* Brief: Go through the entries below and collect each line with the string "this" in it.

* Materials provided:

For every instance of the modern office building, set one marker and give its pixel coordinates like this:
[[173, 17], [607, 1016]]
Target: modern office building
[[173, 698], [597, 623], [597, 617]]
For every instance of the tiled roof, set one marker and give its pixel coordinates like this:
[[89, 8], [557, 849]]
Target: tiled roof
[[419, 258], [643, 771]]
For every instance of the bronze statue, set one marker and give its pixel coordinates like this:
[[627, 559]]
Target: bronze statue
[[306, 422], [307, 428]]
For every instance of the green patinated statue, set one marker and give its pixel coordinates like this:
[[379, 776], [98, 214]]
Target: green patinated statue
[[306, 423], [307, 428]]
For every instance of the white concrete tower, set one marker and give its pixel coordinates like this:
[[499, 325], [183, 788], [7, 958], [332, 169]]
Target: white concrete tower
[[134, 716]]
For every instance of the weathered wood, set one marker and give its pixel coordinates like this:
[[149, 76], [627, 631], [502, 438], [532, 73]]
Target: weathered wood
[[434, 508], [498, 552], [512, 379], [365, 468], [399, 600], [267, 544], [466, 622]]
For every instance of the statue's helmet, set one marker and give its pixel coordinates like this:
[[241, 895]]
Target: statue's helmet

* Written answer:
For every instance of the modern office building, set one marker and give its pixel coordinates like this:
For every instance of the tiled roof, set one marker and give its pixel coordinates like this:
For every instance of the bronze statue, set one marker and give its pixel coordinates like this:
For every instance of the green patinated statue, set one marker and give its pixel coordinates like this:
For every instance of the white concrete tower, set one marker and give its pixel coordinates like this:
For every instance of the weathered wood, set one marker and give its pixel coordinates like this:
For every instance of the statue's helmet, set one marker and give its pixel coordinates like this:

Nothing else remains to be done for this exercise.